DATASET EXTRACT:
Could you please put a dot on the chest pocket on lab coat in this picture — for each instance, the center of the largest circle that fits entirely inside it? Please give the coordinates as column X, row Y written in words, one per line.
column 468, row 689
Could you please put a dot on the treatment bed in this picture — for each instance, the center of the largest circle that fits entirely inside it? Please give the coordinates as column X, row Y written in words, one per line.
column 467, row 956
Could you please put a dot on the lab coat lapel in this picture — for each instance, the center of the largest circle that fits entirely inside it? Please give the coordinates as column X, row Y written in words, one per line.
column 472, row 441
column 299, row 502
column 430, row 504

THE REQUEST:
Please rewrite the stretch from the line containing "Could you please put a dot on the lab" through the line containing "column 299, row 502", swapping "lapel" for "collar" and leaving everything else unchanged.

THE COMPLETED TASK:
Could you please put a dot on the lab coat collar in this picture — for each instance, the center of the largest circle that fits entirely inside it? Please give the coordinates as column X, row Y written in words, one per line.
column 472, row 441
column 299, row 502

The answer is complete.